=== Dataset records ===
☆ ☆ ☆ ☆ ☆
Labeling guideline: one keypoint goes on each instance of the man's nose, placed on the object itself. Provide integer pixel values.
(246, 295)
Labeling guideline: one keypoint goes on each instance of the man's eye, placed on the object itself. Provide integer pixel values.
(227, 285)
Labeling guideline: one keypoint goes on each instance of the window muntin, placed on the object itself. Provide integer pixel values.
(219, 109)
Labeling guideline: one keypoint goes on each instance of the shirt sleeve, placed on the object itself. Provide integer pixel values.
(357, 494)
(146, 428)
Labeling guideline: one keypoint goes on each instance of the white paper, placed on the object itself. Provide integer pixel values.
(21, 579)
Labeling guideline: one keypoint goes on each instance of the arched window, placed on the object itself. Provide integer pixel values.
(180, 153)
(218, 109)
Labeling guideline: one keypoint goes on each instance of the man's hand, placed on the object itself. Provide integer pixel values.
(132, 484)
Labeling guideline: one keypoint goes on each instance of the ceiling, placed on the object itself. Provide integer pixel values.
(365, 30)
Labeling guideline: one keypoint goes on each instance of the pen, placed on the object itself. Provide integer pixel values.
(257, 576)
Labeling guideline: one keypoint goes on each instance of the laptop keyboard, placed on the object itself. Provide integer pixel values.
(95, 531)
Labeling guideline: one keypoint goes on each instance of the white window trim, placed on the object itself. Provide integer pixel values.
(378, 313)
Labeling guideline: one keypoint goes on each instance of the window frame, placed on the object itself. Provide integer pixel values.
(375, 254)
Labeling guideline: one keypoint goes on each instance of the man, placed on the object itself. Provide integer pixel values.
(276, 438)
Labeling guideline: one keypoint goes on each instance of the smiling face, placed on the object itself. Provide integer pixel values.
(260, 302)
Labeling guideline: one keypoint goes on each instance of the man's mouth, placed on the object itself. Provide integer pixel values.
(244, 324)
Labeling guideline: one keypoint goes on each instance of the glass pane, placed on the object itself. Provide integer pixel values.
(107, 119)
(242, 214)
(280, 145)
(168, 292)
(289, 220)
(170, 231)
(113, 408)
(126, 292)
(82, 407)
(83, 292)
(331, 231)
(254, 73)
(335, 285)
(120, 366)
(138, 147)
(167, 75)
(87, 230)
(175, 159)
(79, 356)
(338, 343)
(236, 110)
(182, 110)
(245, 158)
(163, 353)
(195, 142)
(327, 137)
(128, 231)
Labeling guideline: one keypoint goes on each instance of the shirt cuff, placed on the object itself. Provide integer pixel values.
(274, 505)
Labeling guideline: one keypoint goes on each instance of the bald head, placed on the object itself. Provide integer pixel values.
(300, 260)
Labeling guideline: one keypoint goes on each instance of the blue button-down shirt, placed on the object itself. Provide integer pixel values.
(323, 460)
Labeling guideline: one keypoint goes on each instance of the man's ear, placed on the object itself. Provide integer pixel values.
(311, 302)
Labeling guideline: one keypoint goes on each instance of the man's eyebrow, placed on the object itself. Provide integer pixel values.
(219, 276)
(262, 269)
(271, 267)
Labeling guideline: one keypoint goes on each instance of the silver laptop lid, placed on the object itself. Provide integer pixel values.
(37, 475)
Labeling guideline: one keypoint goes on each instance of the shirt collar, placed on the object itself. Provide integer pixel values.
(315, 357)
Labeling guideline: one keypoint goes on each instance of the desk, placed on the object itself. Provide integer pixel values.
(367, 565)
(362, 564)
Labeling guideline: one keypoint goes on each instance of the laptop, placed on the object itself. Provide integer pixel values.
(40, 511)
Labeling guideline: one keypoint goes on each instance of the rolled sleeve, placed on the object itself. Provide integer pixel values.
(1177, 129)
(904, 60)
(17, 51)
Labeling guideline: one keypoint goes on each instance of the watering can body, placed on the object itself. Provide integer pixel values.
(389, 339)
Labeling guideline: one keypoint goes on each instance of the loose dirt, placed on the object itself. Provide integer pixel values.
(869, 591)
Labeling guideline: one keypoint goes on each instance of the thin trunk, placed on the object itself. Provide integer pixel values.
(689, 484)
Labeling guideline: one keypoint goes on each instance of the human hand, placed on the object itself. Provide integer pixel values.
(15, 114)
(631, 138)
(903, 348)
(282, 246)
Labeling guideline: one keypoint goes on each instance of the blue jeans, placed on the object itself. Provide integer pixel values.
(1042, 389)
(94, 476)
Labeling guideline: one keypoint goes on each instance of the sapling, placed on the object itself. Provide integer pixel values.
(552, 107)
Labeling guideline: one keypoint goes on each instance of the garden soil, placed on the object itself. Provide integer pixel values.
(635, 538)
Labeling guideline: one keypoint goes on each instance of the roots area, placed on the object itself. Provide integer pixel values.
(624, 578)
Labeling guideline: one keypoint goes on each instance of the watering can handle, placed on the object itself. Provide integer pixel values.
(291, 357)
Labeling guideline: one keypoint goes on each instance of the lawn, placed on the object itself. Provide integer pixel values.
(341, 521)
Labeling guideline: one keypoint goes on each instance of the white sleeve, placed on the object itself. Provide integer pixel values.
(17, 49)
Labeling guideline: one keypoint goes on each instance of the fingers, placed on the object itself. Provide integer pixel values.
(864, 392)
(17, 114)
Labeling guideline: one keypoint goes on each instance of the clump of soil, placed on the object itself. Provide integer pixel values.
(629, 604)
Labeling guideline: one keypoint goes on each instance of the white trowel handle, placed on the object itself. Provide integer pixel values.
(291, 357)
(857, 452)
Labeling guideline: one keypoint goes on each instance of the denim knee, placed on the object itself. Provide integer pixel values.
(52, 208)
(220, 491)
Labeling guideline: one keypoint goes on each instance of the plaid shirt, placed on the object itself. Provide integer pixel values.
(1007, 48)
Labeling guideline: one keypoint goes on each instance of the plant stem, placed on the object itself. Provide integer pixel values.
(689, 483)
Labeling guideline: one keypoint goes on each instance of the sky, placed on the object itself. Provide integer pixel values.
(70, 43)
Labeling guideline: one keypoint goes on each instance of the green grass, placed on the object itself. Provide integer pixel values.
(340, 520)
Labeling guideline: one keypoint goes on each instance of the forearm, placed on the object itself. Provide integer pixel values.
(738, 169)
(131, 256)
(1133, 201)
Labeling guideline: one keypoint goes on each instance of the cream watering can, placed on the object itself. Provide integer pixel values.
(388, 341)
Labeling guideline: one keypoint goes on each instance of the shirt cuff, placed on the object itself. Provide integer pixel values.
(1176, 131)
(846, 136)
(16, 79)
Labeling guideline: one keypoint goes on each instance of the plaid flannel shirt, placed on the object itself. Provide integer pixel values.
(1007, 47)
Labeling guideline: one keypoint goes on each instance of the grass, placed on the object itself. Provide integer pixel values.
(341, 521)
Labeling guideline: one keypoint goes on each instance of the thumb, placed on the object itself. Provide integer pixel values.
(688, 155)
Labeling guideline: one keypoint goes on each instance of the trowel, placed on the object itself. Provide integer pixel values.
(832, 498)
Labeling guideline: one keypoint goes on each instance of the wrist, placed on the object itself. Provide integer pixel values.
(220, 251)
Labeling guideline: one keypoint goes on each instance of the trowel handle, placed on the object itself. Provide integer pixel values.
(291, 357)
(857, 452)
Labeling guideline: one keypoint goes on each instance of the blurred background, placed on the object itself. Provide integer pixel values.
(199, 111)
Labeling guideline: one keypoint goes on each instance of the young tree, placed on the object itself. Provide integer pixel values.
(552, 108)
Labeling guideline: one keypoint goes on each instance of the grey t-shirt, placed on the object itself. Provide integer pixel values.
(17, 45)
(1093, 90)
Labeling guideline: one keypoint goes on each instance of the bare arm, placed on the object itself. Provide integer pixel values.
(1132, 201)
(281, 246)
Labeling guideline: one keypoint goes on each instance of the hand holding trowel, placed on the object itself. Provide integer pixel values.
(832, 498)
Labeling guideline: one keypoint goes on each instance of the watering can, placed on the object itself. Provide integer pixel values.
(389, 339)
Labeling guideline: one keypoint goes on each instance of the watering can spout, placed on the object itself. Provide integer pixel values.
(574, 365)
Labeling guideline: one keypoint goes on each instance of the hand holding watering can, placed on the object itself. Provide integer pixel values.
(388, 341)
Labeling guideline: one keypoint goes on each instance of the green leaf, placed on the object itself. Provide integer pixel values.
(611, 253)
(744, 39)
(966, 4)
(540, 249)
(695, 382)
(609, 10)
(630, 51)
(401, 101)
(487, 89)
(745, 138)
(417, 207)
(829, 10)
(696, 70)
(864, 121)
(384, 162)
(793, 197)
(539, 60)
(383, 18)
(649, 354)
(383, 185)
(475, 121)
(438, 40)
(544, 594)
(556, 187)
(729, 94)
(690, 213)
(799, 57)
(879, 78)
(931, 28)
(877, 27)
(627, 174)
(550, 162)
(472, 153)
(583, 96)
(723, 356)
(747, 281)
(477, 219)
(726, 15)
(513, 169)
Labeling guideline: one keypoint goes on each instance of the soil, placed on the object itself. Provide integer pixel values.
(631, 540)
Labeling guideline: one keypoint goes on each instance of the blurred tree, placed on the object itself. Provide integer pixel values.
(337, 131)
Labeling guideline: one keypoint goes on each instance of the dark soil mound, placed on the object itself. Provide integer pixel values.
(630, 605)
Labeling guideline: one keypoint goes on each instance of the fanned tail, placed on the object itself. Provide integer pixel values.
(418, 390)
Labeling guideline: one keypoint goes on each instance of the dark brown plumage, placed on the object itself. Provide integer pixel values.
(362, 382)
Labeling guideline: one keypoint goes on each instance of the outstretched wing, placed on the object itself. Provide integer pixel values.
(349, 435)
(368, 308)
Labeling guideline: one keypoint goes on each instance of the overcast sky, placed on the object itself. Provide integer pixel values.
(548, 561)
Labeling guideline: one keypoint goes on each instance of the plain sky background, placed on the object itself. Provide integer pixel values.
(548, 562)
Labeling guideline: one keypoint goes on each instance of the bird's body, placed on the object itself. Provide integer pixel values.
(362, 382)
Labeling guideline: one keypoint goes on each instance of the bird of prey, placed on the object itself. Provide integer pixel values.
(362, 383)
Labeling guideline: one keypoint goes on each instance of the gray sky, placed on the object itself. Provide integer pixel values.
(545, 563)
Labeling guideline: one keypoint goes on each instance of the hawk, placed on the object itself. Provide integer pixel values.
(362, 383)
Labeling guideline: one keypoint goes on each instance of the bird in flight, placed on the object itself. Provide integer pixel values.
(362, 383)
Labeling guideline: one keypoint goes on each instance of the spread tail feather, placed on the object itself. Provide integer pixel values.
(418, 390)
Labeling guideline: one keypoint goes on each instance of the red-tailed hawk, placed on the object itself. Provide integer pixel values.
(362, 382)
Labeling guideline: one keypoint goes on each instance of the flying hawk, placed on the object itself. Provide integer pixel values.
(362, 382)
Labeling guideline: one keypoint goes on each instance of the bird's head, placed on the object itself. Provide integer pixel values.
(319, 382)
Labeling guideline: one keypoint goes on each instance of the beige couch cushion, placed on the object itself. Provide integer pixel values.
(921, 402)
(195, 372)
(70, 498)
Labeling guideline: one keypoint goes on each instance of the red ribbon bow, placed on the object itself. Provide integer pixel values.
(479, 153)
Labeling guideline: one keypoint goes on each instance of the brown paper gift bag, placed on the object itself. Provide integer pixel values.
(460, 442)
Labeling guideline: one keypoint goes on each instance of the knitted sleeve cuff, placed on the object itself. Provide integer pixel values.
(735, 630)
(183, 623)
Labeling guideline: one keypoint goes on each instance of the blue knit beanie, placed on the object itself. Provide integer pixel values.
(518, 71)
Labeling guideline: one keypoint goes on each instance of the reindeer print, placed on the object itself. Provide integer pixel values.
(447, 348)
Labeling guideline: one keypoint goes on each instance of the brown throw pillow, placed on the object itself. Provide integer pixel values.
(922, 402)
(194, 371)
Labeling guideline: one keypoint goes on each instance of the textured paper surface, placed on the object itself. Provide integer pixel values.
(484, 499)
☆ ☆ ☆ ☆ ☆
=== Required work ===
Going from the line that has "the blue knit" through the last line of the entries, retype each line exactly as given and add nothing.

=== Finished exercise ===
Labeling guideline: one keypoint goes on each instance of the blue knit beanie, placed on the object itself. Provide integer pixel values.
(518, 71)
Labeling guideline: one keypoint goes on each instance of the reindeer print, placed on the object itself. Provide integer pixel values.
(447, 348)
Labeling guideline: one keypoint goes on each instance of the brown throw pillow, placed on the object itself. Provide integer pixel values.
(922, 402)
(194, 371)
Labeling guideline: one keypoint goes on each instance of the textured paper surface, placed on the object itself. Provide integer pixel values.
(484, 499)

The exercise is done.